Nur im Schatten ist er groß. Zu erkennen gibt er sich nicht, aber zu hören ist er — und wie. Am Anfang ist seine Stimme zu hören, und die ist mächtig. Dann, zögernd, widerwillig, schält sich eine Gestalt aus dem Dunkel der Theaterloge. Cyrano de Bergerac hat gesprochen, mit vernichtend scharfen Worten: Die Theateraufführung platzt, und der korpulente Mime, dem der rhetorische Angriff galt, verschwindet in den Kulissen.

Und doch ist der Dicke der Sieger, denn er steht oben im Licht, sein Widersacher Cyrano dagegen, wortgewaltig zwar und ungestüm, im Dunkel. Ihm haftet ein Makel an, der ihn in ein Schattendasein zwingt. Eine viel zu große Nase verunstaltet sein Gesicht. Lachhaft lang, ein gigantischer Riechkolben, ein Monument der Häßlichkeit — der Worte, das Organ zu umschreiben, gibt es viele, und Cyrano findet sie. Aber nur ihm ist Spott erlaubt, jeder andere, der seine Nase auch nur erwähnt, muß Cyranos Degen fürchten.

Der Edelmann mit der spitzen Zunge und einer ebensolchen Nase lebt im Halbdunkel, und Regisseur Jean-Paul Rappeneau läßt ihn nicht ans Licht. Schummrig ist es beim ersten Auftritt im Theater, stockfinster bleibt die Nacht, als Cyrano — einer gegen hundert — um des Ruhmes willen kämpft. Und auch sein Tod ist wie ein Zerfließen im Grau des Schattens, der er immer war. Die Kamera führt zurück, hebt sich hinweg in die Bäume und blickt auf ein Bündel im Laub, das sich kaum abzeichnet von der Umgebung, nur das Gesicht ist ein heller, bleicher Fleck.

Cyrano de Bergerac von Edmond Rostand gilt als eines der meistgespielten Stücke der Theatergeschichte. Nicht unbedingt ein Filmstoff, eher eine barocke Burleske — arg angestaubt und volkstümlich. Zudem ist das Stück in Versen abgefaßt, wodurch die Verfilmung sicherlich nicht erleichtert wurde. Was hat man sich vorzustellen? Einen monumentalen Kostümfilm mit Mantel-und-Degen-Akrobatik, in hölzernen Alexandrinern gesetzt? Keineswegs.

|---|

AUFGABENSTELLUNG 1:
Beantworte diese Fragen zum zitierten Text knapp.
(a) Was verunstaltet Cyranos Gesicht?
(b) Wer führt bei dem Film Regie?
(c) In welcher Form ist das Stück abgefasst?
AUFGABENSTELLUNG 2:
Wiederhole aus dem zitierten Text wortgetreu die Stelle von „Cyrano de Bergerac von“ bis einschließlich „Alexandrinern gesetzt? Keineswegs.“.
Die Auflistung wird hier nicht gebraucht.

|---|

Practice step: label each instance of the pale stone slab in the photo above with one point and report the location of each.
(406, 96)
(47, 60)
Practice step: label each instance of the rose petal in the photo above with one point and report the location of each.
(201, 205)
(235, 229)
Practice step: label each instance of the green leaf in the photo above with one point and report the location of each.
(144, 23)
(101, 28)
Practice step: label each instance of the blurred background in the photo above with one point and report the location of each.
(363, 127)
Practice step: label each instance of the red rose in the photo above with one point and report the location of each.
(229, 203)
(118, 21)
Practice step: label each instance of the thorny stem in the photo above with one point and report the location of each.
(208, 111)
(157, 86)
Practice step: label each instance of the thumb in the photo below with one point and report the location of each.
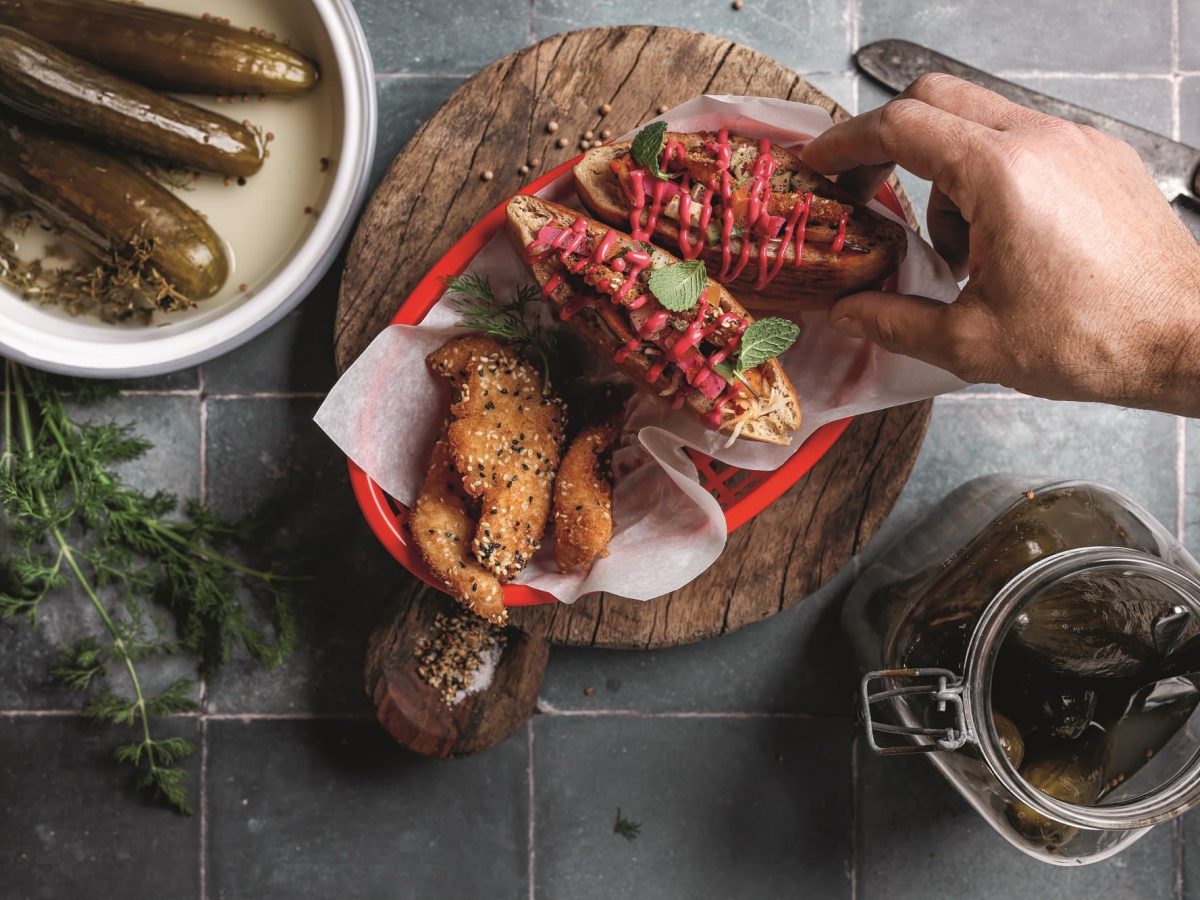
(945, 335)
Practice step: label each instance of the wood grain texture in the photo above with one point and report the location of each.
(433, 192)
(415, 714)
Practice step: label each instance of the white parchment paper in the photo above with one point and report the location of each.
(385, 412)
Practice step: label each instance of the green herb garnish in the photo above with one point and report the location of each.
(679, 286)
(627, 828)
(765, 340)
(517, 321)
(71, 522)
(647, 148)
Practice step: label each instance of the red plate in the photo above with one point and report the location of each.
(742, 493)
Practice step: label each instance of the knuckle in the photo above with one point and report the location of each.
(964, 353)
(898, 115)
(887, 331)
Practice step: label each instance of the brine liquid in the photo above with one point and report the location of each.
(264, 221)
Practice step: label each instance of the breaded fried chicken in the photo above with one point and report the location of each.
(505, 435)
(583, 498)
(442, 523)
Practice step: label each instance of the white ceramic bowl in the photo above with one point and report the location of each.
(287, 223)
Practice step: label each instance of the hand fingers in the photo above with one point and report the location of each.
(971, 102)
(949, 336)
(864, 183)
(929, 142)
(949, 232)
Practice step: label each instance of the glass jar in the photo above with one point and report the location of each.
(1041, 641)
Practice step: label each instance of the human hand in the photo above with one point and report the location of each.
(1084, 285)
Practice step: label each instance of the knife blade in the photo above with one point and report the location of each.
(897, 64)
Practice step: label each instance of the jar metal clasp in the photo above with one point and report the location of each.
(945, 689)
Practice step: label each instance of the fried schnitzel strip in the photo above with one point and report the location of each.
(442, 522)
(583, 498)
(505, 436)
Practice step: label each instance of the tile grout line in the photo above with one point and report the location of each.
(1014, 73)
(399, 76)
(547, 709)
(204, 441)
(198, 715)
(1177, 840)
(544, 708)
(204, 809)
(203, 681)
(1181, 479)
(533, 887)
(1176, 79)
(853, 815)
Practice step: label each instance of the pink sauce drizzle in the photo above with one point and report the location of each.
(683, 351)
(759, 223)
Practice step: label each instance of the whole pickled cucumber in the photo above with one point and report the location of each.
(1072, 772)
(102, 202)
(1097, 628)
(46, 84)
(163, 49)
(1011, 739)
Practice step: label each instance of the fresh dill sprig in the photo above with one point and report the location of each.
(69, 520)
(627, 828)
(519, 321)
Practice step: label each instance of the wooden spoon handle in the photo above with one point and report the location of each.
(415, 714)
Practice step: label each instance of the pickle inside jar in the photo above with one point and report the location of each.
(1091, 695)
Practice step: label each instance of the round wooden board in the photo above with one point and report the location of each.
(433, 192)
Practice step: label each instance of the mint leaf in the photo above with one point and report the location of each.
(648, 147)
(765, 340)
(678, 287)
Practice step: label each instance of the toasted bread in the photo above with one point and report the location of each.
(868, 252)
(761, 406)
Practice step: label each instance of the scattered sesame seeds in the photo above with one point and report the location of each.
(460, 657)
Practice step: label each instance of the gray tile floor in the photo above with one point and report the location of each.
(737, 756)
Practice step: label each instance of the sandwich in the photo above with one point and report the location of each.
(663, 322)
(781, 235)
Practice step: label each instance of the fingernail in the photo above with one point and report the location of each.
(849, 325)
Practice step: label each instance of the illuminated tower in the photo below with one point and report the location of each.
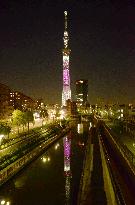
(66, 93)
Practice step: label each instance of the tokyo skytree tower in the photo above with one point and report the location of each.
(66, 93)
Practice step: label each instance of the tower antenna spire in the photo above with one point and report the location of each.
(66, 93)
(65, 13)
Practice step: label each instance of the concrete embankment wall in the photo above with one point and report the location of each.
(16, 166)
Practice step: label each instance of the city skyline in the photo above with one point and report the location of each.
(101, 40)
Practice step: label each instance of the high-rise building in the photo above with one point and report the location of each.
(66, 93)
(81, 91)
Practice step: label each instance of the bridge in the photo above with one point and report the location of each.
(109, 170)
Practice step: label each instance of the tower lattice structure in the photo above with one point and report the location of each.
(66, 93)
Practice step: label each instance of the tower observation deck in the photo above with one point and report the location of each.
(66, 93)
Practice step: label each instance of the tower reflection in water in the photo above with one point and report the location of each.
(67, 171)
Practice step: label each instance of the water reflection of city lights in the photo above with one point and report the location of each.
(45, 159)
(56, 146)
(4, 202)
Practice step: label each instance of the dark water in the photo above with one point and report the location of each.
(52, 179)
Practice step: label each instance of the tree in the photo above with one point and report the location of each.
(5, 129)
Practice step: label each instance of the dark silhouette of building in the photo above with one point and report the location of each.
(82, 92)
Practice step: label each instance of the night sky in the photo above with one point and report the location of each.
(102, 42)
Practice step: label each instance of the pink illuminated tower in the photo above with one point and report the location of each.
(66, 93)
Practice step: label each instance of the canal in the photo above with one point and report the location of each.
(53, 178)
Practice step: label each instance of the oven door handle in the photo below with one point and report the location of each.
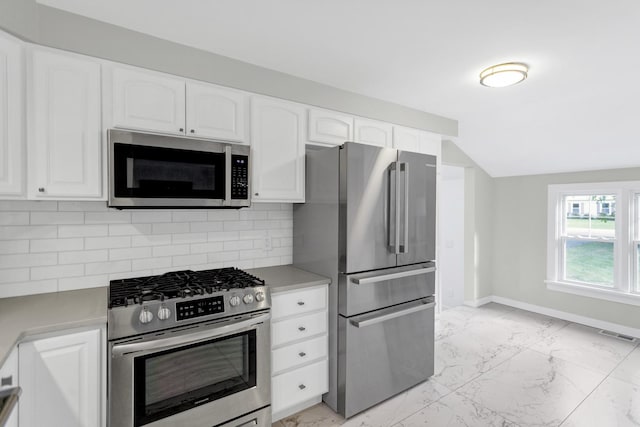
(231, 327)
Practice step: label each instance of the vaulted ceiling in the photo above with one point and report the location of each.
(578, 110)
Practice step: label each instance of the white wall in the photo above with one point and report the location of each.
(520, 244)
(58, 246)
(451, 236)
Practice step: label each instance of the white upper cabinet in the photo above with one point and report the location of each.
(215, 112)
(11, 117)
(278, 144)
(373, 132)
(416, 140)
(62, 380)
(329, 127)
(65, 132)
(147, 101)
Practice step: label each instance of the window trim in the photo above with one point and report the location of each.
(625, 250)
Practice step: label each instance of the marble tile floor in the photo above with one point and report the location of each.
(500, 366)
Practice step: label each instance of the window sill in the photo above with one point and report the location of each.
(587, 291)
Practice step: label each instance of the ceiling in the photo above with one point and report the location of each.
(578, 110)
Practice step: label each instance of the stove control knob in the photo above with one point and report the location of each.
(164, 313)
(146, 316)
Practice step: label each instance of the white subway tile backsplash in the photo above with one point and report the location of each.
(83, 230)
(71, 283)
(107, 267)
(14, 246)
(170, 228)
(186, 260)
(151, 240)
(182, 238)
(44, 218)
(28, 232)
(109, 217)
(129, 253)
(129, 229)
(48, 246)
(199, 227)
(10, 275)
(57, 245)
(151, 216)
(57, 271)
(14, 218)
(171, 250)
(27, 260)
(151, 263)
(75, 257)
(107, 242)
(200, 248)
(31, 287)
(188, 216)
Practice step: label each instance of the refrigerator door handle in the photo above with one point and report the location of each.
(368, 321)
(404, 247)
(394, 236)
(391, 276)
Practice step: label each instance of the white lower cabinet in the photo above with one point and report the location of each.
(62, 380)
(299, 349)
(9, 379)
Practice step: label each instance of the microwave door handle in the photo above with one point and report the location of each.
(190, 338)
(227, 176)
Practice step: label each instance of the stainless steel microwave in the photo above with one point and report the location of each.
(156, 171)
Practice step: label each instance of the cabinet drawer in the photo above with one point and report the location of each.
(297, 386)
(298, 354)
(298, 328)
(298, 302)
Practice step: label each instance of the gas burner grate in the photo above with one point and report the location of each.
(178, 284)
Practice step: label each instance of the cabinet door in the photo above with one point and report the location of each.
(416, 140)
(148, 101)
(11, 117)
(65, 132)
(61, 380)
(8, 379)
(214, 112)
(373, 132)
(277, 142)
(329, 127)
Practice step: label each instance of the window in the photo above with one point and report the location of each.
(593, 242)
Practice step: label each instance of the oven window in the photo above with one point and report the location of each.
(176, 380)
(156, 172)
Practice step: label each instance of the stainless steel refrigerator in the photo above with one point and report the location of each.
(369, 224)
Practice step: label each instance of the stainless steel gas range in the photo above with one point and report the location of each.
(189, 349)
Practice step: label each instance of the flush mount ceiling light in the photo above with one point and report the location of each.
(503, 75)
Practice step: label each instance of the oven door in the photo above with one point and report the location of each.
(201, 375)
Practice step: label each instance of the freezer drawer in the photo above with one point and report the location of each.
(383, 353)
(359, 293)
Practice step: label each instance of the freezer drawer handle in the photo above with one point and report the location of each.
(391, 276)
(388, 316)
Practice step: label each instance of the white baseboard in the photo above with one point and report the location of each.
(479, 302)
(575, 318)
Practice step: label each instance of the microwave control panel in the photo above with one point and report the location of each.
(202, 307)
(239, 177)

|---|

ENDERGEBNIS 1:
(a) Eine viel zu große Nase.
(b) Jean-Paul Rappeneau.
(c) In Versen.

ENDERGEBNIS 2:
Cyrano de Bergerac von Edmond Rostand gilt als eines der meistgespielten Stücke der Theatergeschichte. Nicht unbedingt ein Filmstoff, eher eine barocke Burleske — arg angestaubt und volkstümlich. Zudem ist das Stück in Versen abgefaßt, wodurch die Verfilmung sicherlich nicht erleichtert wurde. Was hat man sich vorzustellen? Einen monumentalen Kostümfilm mit Mantel-und-Degen-Akrobatik, in hölzernen Alexandrinern gesetzt? Keineswegs.